━━━━━ EXTRACTED DATA
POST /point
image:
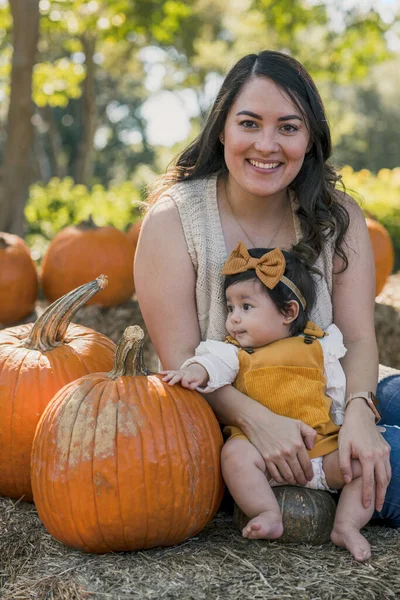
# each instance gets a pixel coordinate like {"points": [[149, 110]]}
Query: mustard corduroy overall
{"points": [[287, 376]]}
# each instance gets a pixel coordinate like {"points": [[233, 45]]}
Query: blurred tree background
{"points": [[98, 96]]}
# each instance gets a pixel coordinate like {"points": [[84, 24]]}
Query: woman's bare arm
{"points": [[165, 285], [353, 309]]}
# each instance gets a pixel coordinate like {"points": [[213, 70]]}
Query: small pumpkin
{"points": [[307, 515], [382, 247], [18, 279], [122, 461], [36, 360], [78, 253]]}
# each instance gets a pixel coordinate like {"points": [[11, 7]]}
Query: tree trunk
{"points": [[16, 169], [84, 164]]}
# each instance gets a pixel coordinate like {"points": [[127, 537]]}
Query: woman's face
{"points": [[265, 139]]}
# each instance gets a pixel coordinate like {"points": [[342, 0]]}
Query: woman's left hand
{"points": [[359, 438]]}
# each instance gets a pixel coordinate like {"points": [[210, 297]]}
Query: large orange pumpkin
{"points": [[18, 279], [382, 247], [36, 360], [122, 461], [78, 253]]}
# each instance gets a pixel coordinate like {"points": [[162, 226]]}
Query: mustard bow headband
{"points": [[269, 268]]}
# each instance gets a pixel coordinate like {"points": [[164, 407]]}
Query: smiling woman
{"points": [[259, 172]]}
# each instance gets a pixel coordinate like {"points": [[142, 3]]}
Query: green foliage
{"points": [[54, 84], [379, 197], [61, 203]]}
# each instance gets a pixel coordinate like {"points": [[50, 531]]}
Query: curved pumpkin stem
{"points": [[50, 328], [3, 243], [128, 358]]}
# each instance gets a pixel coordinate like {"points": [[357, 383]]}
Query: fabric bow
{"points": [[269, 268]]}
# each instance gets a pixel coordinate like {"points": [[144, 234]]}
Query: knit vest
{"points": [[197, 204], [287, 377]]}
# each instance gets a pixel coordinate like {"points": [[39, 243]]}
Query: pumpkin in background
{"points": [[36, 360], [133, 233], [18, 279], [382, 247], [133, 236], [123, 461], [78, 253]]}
━━━━━━━━━━
━━━━━ EXTRACTED DATA
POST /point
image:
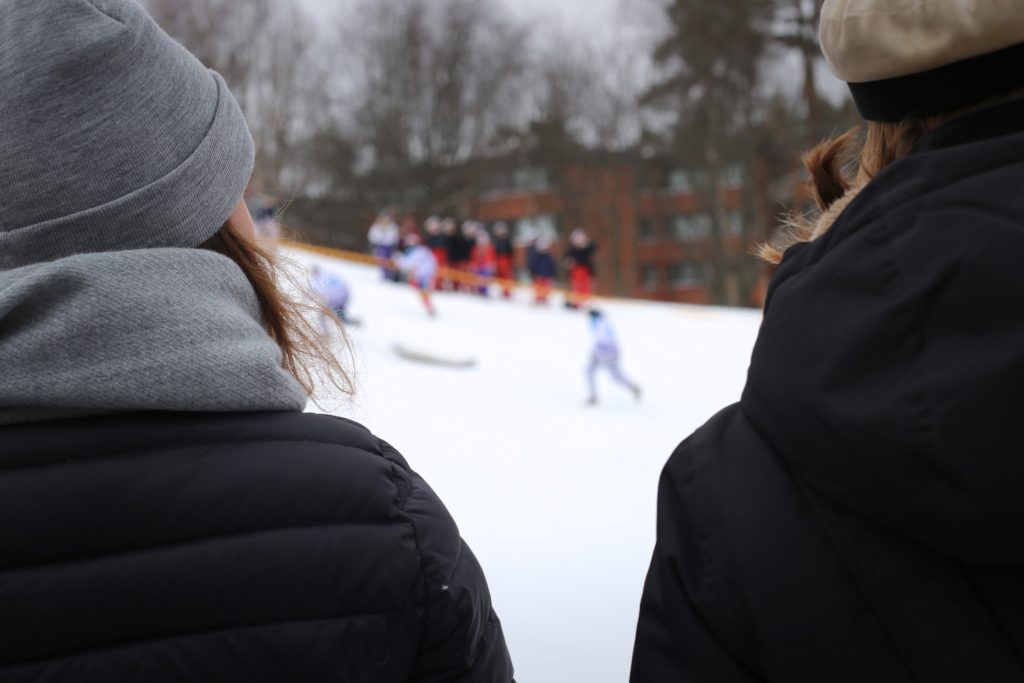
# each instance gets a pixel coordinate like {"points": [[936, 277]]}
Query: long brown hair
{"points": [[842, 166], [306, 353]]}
━━━━━━━━━━
━━━━━ EXTRACTED DATA
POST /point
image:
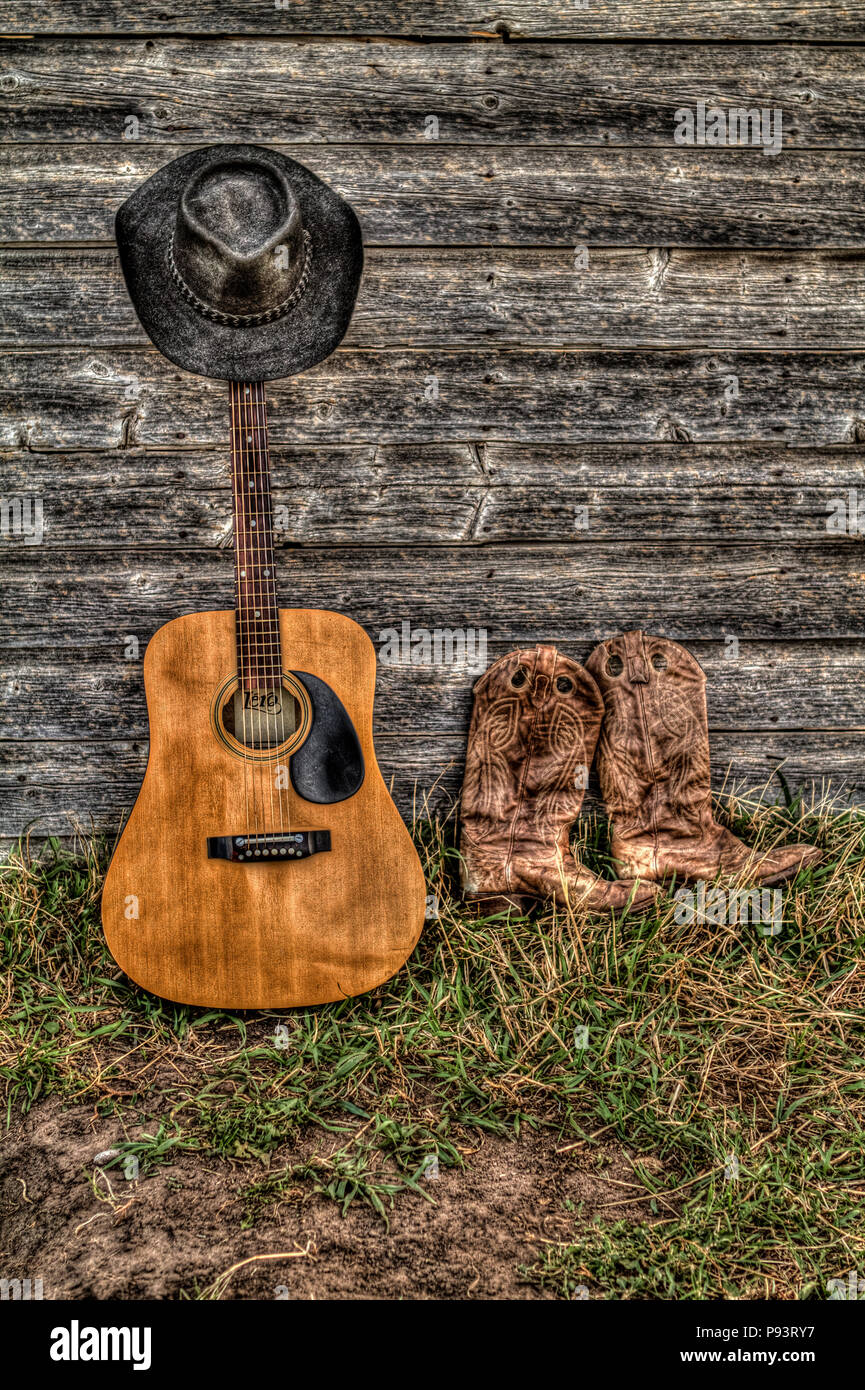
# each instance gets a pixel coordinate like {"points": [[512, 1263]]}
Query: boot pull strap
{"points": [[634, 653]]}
━━━━━━━━━━
PROBLEM DESCRIPTION ::
Return every line of the material above that contains the string "tree". Case counts.

RESULT ::
Query: blurred tree background
Query: tree trunk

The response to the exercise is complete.